» Page excerpt
--------------------
# Week 3 Assignment

## Part 1

### Web Scraping
The first step is webscraping the Canada postal codes for each Borough and Neighborhood by querying the Wikipedia Page

In [2]:
import requests
wikipedia_link='https://en.wikipedia.org/wiki/List_of_postal_codes_of_Canada:_M'
raw_wikipedia_page=requests.get(wikipedia_link)
#print(raw_wikipedia_page.text)

By examining the page HTML we can identify the tree path of our target.
We need beautifulsoup to help parse our HTML page

In [10]:
#!conda install -c conda-forge beautifulsoup4 --yes

In [3]:
from bs4 import BeautifulSoup
from lxml import html

page = BeautifulSoup(raw_wikipedia_page.text, 'html.parser')
#print(page.prettify())

First we find the table in our HTML, then we extract all rows. For each row we take **Postcode**,**Borough** and **Neighborhood**.

Note that we need to skip the first row of out table, the header, and clean out our values of **\n** characters.
--------------------
» Extracted records

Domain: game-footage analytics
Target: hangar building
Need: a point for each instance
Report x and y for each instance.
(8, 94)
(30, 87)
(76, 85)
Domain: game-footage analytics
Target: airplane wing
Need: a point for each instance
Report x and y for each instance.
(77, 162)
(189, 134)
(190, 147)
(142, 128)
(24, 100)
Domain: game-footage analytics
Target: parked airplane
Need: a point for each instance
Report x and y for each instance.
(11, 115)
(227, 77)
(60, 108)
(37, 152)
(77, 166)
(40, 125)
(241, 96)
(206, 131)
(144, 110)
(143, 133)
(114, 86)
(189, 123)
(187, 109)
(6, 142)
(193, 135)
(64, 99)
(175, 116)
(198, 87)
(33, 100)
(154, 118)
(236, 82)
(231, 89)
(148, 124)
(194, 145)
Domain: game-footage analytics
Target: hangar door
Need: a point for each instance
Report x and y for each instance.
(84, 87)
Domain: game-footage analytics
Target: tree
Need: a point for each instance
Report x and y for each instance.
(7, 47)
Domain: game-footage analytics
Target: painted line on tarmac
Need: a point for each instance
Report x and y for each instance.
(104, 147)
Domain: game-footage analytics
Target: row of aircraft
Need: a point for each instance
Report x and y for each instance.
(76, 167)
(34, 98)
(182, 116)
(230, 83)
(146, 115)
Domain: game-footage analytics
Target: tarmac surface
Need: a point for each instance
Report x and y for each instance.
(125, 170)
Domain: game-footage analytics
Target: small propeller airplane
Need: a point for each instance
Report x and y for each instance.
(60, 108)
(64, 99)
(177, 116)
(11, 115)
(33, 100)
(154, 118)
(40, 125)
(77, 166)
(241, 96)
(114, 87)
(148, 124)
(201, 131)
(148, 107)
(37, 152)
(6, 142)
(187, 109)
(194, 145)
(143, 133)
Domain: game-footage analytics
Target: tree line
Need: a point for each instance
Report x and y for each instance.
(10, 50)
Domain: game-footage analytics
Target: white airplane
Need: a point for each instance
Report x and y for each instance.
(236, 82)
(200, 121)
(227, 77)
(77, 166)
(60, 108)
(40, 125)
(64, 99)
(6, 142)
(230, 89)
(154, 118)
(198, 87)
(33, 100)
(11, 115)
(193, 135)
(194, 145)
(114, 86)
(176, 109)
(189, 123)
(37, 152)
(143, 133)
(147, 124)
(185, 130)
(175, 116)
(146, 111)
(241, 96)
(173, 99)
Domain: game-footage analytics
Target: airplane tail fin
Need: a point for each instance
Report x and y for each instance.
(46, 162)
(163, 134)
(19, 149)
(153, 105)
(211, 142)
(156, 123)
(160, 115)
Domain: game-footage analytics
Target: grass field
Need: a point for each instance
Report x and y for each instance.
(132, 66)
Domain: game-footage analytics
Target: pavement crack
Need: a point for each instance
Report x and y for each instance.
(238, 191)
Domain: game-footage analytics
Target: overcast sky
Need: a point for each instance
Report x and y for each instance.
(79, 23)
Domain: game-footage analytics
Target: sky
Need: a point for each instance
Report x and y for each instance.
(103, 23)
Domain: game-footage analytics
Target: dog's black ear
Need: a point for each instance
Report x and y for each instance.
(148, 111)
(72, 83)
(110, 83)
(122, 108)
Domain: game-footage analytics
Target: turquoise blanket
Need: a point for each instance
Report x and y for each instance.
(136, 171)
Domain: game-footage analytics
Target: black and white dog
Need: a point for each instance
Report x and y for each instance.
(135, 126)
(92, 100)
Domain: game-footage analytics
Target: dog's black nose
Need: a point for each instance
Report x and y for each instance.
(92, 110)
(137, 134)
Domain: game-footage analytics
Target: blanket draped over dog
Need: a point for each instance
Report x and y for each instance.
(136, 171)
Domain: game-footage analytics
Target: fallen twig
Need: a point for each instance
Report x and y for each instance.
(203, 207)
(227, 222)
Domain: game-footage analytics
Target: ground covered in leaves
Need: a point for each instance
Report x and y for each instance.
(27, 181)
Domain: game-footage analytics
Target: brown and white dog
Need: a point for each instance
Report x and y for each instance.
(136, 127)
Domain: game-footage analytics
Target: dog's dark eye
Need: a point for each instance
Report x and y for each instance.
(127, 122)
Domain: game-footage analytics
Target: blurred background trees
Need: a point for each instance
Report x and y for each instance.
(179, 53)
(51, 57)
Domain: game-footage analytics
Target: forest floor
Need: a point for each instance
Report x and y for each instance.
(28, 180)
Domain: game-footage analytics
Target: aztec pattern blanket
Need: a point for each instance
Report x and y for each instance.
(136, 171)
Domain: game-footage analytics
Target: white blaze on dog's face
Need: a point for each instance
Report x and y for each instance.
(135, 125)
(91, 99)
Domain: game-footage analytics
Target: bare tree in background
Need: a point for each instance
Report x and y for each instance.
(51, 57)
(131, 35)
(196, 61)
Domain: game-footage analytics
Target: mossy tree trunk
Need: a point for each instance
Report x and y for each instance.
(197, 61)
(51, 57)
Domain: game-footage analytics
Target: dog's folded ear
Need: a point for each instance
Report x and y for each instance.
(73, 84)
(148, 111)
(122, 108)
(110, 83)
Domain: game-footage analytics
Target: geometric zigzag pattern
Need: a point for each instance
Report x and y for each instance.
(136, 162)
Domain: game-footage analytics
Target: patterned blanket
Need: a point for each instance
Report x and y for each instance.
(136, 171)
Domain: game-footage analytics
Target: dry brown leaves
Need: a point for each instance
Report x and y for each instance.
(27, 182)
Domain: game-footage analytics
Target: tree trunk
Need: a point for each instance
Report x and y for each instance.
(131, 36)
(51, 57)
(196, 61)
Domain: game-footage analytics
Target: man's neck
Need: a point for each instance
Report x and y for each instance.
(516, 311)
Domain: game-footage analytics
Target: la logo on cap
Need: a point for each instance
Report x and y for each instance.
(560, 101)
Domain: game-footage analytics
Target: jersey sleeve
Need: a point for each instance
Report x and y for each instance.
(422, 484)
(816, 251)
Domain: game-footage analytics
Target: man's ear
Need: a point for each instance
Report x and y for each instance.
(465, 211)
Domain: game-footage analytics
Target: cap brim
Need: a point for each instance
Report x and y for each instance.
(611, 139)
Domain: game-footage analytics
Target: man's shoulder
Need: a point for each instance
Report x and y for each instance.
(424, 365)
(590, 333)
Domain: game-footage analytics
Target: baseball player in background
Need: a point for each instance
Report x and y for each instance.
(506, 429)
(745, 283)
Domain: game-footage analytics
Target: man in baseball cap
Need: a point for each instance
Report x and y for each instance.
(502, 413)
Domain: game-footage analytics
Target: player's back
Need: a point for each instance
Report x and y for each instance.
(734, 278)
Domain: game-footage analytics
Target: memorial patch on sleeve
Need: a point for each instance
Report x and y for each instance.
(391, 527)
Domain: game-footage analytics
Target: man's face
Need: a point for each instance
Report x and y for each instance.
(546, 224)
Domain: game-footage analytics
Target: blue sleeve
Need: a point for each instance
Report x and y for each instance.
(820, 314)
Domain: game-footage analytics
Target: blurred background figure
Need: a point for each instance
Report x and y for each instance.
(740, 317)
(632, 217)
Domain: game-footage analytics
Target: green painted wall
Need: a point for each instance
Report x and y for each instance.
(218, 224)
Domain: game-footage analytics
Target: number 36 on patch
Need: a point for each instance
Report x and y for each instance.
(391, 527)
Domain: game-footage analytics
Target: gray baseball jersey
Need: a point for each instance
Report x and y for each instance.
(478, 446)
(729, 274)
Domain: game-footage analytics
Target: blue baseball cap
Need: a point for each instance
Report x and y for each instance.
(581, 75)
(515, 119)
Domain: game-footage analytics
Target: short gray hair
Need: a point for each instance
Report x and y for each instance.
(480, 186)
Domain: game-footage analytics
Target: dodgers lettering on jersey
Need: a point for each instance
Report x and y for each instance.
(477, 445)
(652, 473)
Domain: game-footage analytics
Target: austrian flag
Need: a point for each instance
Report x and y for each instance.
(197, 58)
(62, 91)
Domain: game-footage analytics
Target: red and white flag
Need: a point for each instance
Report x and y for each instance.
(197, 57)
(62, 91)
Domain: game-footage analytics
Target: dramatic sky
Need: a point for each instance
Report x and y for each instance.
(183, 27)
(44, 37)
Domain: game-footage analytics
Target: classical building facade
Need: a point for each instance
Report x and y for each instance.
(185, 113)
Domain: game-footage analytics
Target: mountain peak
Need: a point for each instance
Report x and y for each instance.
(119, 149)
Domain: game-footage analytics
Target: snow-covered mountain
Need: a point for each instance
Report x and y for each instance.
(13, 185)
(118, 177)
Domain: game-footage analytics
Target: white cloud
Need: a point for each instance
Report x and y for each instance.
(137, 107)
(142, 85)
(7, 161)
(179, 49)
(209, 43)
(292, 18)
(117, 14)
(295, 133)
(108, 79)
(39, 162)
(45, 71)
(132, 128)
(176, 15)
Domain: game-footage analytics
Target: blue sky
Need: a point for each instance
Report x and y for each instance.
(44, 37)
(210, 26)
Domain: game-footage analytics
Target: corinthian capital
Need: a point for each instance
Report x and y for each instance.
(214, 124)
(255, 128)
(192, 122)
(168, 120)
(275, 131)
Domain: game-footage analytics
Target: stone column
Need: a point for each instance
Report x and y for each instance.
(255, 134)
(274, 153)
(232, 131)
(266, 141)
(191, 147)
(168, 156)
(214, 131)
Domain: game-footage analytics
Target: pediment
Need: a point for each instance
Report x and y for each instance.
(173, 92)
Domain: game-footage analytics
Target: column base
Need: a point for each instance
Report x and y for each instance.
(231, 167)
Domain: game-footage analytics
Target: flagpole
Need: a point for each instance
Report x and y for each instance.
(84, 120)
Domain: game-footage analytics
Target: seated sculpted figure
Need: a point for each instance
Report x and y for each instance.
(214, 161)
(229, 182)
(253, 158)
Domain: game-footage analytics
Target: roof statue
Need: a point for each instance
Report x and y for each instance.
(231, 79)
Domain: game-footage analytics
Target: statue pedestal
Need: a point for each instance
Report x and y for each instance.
--------------------
Supply the next part of the postal code scraping notebook, starting after its note about skipping the header row and removing newline characters. The lines after the postal code notebook come from a separate source.

In [4]:
import pandas as pd
# define the dataframe columns
column_names = ['Postcode','Borough', 'Neighborhood'] 

# instantiate the dataframe
neighborhoods_df = pd.DataFrame(columns=column_names)

table = page.find('table', {'class': 'wikitable'})
rows = table.find_all('tr')
rows = iter(rows)
next(rows)
for row in rows:
    data = row.findChildren('td')
    postcode = data[0]
    borough = data[1]
    neighborhood = data[2]
    neighborhoods_df = neighborhoods_df.append({
        'Postcode': postcode.get_text().replace('\n',''),
        'Borough': borough.get_text().replace('\n',''),
        'Neighborhood': neighborhood.get_text().replace('\n','')
    },ignore_index=True)

In [5]:
neighborhoods_df.head(10)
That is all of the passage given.